═════ Passage provided ═════

Before serving the model, it’s useful to monitor your GPU’s activity to confirm that CUDA is being utilized. Open two separate terminal windows:

# watch -n 1 nvidia-smi command runs nvidia-smi every second
# In the first terminal, run:
watch -n 1 nvidia-smi

# nvtop provides a real-time graphical representation of GPU usage
# In the second terminal, run:
nvtop

Now, serve the downloaded Merlinite model:

ilab model serve

Open another terminal window to start a conversation with the served model:

ilab model chat

While chatting with the model, observe the outputs from nvidia-smi and nvtop in the other terminal windows. As you interact with the model, you should see GPU activity increase in both nvidia-smi and nvtop. This indicates that CUDA is being used to accelerate the processing, confirming that your setup is correctly utilizing the GPU for InstructLab operations.

Conclusion

In this tutorial, we’ve walked through the complete process of setting up InstructLab on a Fedora 40 virtual machine, from configuring the environment to verifying GPU acceleration with CUDA. Whether you’re fine-tuning models or running AI tasks, this setup provides a solid foundation for leveraging the power of GPU acceleration in your projects. Now that everything is up and running, you’re ready to explore the capabilities of InstructLab and take your AI development to the next level.

═════ Excerpted data ═════

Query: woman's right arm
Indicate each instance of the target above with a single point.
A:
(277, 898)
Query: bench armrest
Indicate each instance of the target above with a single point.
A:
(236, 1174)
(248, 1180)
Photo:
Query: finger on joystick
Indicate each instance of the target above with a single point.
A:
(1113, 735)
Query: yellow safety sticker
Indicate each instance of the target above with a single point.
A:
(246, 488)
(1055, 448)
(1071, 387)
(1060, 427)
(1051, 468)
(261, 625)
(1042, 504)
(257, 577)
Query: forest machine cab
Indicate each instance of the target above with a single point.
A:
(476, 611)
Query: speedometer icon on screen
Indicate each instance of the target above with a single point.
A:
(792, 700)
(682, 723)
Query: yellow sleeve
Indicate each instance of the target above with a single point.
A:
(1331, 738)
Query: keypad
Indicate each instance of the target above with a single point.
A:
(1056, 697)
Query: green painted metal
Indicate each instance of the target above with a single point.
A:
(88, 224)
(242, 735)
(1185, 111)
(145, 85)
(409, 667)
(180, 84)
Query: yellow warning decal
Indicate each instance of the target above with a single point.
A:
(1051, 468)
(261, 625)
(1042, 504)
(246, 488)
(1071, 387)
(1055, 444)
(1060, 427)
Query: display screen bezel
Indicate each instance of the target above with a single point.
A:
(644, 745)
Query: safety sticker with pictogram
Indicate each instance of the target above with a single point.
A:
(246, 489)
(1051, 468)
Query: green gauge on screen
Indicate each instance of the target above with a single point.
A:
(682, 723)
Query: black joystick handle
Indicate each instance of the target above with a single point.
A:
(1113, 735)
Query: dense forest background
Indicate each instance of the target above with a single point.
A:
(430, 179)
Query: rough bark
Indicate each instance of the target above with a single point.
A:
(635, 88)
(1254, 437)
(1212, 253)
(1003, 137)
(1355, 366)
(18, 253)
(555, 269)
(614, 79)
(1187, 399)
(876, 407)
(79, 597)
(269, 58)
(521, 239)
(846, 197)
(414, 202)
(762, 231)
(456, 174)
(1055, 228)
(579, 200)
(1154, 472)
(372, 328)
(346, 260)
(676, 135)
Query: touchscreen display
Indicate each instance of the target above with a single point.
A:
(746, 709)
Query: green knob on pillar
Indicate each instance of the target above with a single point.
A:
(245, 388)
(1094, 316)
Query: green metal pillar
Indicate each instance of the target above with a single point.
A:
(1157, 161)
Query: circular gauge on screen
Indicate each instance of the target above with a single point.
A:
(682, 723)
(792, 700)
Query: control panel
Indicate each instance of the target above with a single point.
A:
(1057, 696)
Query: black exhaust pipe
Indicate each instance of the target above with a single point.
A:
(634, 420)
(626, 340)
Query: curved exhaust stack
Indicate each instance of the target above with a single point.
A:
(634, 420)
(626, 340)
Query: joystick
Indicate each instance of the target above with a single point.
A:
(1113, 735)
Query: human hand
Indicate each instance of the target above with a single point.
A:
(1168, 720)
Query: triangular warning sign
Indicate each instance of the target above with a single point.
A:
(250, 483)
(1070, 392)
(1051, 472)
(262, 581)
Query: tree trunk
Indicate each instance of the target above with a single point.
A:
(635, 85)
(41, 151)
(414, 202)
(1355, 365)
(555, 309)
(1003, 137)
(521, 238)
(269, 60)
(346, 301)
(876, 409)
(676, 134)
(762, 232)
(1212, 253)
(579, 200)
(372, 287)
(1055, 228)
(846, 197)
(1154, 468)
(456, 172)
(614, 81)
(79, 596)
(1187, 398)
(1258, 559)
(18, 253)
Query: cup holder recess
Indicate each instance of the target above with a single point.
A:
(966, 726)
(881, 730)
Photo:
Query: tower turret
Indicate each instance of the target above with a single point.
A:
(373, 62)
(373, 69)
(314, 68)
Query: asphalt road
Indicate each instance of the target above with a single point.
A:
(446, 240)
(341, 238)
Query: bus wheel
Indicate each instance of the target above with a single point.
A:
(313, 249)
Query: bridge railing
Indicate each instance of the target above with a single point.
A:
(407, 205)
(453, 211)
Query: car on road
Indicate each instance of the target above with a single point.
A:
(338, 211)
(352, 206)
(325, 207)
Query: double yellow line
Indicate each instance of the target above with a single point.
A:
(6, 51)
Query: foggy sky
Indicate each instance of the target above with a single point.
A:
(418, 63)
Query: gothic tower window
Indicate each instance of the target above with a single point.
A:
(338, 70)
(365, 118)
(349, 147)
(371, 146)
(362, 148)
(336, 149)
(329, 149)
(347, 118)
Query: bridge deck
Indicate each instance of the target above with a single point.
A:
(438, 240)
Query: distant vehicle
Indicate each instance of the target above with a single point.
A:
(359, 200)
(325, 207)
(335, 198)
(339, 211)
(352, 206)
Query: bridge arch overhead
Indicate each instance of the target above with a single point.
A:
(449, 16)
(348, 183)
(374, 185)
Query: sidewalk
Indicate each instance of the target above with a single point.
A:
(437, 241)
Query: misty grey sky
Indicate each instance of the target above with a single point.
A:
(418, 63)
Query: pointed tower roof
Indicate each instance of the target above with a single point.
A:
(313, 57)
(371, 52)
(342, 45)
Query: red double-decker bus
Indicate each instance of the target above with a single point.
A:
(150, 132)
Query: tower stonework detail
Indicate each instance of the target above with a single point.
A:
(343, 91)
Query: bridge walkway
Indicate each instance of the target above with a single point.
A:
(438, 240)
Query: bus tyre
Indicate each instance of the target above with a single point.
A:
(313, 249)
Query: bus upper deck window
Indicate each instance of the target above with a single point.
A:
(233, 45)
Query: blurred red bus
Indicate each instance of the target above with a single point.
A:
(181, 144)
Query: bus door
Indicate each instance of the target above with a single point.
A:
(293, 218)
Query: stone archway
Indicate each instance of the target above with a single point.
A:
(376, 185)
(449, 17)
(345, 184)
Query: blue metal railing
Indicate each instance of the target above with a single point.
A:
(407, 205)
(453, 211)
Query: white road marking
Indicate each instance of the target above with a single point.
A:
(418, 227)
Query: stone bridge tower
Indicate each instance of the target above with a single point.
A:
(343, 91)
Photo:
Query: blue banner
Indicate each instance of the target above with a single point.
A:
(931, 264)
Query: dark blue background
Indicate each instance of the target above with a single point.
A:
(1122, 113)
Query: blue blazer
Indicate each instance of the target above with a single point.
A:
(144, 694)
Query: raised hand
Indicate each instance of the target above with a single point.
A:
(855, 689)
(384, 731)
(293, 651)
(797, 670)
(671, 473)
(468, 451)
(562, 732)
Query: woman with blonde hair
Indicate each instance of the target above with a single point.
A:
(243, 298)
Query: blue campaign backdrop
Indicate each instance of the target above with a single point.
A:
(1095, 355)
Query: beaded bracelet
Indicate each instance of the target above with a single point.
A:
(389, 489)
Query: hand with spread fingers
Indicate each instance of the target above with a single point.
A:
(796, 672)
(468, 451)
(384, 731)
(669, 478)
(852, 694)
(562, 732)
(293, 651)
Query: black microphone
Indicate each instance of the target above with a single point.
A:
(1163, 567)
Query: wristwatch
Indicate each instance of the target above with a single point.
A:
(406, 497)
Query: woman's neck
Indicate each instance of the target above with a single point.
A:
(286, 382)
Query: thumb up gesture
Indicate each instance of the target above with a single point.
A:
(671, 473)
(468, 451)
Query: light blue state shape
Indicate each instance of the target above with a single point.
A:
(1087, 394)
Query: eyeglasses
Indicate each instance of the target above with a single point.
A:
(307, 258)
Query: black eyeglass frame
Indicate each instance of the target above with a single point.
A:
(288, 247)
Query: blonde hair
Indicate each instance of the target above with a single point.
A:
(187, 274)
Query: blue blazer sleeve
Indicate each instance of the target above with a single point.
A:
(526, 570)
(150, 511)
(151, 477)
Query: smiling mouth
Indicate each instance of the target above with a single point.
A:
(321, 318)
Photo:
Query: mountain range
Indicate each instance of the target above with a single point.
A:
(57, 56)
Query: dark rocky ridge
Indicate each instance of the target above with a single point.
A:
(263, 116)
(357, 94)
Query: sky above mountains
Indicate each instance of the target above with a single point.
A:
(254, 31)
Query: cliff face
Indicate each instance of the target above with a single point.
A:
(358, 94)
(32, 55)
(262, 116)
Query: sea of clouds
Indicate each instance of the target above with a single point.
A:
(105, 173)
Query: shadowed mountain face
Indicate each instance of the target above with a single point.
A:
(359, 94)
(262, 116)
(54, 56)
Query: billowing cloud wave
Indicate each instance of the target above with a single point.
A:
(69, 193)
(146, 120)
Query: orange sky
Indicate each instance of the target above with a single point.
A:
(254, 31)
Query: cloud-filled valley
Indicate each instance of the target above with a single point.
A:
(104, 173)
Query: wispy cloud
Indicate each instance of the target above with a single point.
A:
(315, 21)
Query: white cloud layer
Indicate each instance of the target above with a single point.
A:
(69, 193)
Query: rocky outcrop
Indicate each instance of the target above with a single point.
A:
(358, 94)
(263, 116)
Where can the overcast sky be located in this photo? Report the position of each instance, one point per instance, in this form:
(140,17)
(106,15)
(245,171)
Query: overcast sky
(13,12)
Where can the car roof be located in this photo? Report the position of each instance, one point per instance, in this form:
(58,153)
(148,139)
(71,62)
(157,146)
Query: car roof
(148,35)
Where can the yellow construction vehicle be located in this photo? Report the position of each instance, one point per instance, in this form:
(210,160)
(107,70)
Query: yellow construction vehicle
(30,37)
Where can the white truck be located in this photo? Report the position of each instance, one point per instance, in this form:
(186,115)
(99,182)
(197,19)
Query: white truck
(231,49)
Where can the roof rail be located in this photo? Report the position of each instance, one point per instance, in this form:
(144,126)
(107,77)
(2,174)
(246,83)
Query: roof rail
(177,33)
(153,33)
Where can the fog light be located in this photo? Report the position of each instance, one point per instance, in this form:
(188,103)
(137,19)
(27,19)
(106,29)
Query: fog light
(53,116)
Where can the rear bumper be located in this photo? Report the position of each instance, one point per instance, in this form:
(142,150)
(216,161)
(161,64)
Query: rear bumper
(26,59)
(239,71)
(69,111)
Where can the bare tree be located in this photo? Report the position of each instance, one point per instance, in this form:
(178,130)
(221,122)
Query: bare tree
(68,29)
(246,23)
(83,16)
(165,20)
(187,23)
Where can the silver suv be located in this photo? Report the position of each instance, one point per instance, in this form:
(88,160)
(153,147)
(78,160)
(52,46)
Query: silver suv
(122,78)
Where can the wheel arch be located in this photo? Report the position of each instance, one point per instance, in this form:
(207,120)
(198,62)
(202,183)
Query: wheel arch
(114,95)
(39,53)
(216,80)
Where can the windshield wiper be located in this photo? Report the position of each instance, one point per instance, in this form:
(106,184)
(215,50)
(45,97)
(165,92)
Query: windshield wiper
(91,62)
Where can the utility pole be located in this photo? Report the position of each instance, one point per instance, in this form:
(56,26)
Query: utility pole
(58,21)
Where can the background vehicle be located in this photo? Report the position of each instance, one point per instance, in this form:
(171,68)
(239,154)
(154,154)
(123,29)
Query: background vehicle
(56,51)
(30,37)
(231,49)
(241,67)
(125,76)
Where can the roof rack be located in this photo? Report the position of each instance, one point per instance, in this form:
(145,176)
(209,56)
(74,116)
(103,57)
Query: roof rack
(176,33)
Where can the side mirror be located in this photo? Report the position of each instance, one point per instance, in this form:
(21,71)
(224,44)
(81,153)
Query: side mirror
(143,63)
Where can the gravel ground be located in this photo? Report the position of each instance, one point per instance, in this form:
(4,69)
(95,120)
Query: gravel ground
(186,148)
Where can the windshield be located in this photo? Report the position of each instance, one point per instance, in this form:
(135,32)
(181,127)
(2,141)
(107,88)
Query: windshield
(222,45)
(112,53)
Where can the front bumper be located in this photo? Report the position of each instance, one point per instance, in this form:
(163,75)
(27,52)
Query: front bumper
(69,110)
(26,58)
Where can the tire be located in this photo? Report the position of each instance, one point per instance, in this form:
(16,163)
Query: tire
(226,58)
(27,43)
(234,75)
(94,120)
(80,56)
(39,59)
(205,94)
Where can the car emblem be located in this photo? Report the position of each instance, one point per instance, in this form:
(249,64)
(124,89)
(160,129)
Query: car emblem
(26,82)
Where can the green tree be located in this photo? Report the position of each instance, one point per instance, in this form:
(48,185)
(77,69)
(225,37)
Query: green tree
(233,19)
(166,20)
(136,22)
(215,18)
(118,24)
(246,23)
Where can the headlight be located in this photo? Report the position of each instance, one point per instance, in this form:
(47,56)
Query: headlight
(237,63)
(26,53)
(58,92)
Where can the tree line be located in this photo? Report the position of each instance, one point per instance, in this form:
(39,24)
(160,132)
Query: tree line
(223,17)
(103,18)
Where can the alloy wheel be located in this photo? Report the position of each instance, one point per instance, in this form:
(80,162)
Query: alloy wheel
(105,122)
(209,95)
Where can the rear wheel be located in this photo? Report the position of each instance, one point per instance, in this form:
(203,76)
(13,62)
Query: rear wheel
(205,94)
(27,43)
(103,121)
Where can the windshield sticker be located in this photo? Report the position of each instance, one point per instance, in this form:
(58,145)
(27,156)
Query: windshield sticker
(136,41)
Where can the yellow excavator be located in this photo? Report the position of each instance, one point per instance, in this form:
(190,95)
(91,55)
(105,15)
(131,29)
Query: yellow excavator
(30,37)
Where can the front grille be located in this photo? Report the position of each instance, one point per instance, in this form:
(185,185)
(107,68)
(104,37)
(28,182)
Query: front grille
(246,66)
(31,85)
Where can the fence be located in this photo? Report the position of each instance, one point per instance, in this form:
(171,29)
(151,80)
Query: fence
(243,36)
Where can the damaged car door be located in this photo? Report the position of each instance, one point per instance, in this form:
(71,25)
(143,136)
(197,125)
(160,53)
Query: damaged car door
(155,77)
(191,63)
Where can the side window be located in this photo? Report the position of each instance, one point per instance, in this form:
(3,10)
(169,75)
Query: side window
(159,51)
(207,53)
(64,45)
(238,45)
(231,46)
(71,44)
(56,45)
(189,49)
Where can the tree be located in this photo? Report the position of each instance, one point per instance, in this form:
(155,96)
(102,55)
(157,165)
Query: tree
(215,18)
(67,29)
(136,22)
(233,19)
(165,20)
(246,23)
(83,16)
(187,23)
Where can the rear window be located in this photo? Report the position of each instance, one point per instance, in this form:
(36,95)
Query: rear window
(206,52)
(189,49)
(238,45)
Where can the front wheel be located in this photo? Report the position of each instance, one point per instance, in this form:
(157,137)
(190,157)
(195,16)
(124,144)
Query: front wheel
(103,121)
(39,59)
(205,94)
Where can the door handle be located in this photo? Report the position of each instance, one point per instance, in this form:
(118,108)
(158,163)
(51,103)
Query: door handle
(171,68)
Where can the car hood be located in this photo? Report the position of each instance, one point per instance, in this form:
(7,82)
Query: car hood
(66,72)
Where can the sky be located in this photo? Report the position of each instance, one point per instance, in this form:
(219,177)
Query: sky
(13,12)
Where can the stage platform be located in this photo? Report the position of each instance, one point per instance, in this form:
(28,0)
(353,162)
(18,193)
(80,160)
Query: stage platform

═════

- [Aim of the exercise] In the InstructLab setup tutorial, which command opens a conversation with the served model?

- [The reply] ilab model chat